• _EXERCISE DETAILS_:
Copy every record word for word.

• _RECORDS FOR PROCESSING_:
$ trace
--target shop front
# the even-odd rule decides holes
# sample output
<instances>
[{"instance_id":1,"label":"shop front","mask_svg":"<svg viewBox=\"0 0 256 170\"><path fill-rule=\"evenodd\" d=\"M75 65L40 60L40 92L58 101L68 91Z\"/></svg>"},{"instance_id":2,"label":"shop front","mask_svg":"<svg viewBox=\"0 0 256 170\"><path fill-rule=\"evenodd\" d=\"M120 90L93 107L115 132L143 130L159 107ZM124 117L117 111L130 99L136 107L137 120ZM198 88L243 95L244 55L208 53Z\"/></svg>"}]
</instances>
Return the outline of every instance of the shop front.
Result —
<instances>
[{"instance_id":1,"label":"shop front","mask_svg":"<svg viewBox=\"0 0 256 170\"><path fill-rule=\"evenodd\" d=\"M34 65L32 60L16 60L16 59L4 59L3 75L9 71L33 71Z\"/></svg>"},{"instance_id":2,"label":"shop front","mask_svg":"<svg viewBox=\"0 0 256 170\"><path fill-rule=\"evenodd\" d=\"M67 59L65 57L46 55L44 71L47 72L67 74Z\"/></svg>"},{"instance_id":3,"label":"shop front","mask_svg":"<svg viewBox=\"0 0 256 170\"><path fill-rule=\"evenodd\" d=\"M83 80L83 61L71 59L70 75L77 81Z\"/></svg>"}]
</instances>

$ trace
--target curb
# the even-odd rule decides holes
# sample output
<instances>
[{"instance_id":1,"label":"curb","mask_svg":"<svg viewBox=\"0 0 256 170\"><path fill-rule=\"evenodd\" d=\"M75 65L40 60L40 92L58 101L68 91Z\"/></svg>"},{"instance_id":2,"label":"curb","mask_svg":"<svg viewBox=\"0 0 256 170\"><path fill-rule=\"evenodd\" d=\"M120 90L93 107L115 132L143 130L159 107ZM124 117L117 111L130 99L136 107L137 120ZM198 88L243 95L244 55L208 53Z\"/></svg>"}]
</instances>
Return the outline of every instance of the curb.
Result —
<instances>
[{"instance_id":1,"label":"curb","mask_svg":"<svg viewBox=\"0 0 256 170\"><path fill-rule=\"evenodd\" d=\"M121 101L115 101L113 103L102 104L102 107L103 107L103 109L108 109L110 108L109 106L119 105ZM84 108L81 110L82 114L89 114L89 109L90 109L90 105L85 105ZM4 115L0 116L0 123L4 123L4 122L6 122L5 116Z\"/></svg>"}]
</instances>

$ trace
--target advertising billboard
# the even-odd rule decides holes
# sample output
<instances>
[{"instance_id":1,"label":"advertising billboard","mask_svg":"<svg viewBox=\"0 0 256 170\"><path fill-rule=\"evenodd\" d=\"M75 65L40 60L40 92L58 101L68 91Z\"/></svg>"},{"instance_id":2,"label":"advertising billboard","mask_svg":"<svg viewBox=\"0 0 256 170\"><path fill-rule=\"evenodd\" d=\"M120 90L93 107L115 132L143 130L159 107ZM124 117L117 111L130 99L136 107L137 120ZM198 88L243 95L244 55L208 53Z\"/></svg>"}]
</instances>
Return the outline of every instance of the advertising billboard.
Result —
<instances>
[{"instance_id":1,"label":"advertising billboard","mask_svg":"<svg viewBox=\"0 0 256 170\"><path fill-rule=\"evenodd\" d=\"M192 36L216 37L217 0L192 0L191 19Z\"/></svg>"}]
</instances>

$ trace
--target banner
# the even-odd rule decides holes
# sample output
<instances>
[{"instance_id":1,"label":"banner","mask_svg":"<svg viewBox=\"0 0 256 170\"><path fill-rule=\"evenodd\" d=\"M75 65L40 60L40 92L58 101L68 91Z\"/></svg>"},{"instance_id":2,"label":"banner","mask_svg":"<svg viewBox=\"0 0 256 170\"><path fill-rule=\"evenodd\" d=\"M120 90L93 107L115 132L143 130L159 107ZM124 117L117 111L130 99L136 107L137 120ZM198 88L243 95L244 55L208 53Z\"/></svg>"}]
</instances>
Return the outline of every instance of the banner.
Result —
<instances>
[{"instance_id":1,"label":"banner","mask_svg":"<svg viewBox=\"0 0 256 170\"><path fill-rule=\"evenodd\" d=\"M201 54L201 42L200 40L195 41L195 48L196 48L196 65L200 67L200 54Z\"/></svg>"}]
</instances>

• _FINAL RESULT_:
$ trace
--target shop front
# the even-odd rule decides holes
# sample output
<instances>
[{"instance_id":1,"label":"shop front","mask_svg":"<svg viewBox=\"0 0 256 170\"><path fill-rule=\"evenodd\" d=\"M75 65L40 60L40 92L58 101L68 91Z\"/></svg>"},{"instance_id":2,"label":"shop front","mask_svg":"<svg viewBox=\"0 0 256 170\"><path fill-rule=\"evenodd\" d=\"M120 90L93 107L115 132L143 130L159 107ZM124 117L117 111L130 99L136 107L137 120ZM198 88L243 95L244 55L208 53Z\"/></svg>"}]
</instances>
Return the outline of every instance of the shop front.
Result —
<instances>
[{"instance_id":1,"label":"shop front","mask_svg":"<svg viewBox=\"0 0 256 170\"><path fill-rule=\"evenodd\" d=\"M34 65L32 60L16 60L16 59L4 59L3 75L9 71L33 71Z\"/></svg>"},{"instance_id":2,"label":"shop front","mask_svg":"<svg viewBox=\"0 0 256 170\"><path fill-rule=\"evenodd\" d=\"M67 59L65 57L46 55L44 71L47 72L67 74Z\"/></svg>"},{"instance_id":3,"label":"shop front","mask_svg":"<svg viewBox=\"0 0 256 170\"><path fill-rule=\"evenodd\" d=\"M83 80L83 61L71 59L70 75L77 81Z\"/></svg>"}]
</instances>

$ trace
--target curb
# the even-odd rule decides holes
# sample output
<instances>
[{"instance_id":1,"label":"curb","mask_svg":"<svg viewBox=\"0 0 256 170\"><path fill-rule=\"evenodd\" d=\"M75 65L40 60L40 92L58 101L68 91Z\"/></svg>"},{"instance_id":2,"label":"curb","mask_svg":"<svg viewBox=\"0 0 256 170\"><path fill-rule=\"evenodd\" d=\"M120 90L93 107L115 132L143 130L159 107ZM124 117L117 111L130 99L136 107L137 120ZM198 88L243 95L244 55L208 53Z\"/></svg>"}]
</instances>
Return the outline of every instance of the curb.
Result —
<instances>
[{"instance_id":1,"label":"curb","mask_svg":"<svg viewBox=\"0 0 256 170\"><path fill-rule=\"evenodd\" d=\"M121 101L115 101L113 103L102 104L102 107L103 107L103 109L108 109L110 108L109 106L119 105ZM84 108L81 110L82 114L89 114L89 109L90 109L90 105L85 105ZM4 115L0 116L0 123L4 123L4 122L6 122L5 116Z\"/></svg>"}]
</instances>

$ trace
--target advertising billboard
# the even-odd rule decides holes
# sample output
<instances>
[{"instance_id":1,"label":"advertising billboard","mask_svg":"<svg viewBox=\"0 0 256 170\"><path fill-rule=\"evenodd\" d=\"M75 65L40 60L40 92L58 101L68 91Z\"/></svg>"},{"instance_id":2,"label":"advertising billboard","mask_svg":"<svg viewBox=\"0 0 256 170\"><path fill-rule=\"evenodd\" d=\"M120 90L93 107L115 132L143 130L159 107ZM124 117L117 111L130 99L136 107L137 120ZM198 88L243 95L244 55L208 53Z\"/></svg>"}]
</instances>
Return the outline of every instance of the advertising billboard.
Result —
<instances>
[{"instance_id":1,"label":"advertising billboard","mask_svg":"<svg viewBox=\"0 0 256 170\"><path fill-rule=\"evenodd\" d=\"M192 36L216 37L217 0L192 0L191 19Z\"/></svg>"}]
</instances>

$ trace
--target banner
# the even-odd rule decides holes
# sample output
<instances>
[{"instance_id":1,"label":"banner","mask_svg":"<svg viewBox=\"0 0 256 170\"><path fill-rule=\"evenodd\" d=\"M75 65L40 60L40 92L58 101L68 91Z\"/></svg>"},{"instance_id":2,"label":"banner","mask_svg":"<svg viewBox=\"0 0 256 170\"><path fill-rule=\"evenodd\" d=\"M120 90L93 107L115 132L143 130L159 107ZM124 117L117 111L130 99L136 107L137 120ZM198 88L243 95L244 55L208 53Z\"/></svg>"}]
</instances>
Return the outline of every instance of the banner.
Result —
<instances>
[{"instance_id":1,"label":"banner","mask_svg":"<svg viewBox=\"0 0 256 170\"><path fill-rule=\"evenodd\" d=\"M201 54L201 42L200 40L195 41L195 48L196 48L196 65L200 67L200 54Z\"/></svg>"}]
</instances>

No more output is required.